» What to do
Your answer should be the records below, written out exactly.

» Supplied records
***

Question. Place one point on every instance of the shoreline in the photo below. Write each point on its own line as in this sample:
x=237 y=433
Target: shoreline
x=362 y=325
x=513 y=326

***

» Task solution
Question. Place one point on every instance of the shoreline in the photo below. Write each point on its own line as in this sample:
x=237 y=433
Target: shoreline
x=362 y=325
x=513 y=326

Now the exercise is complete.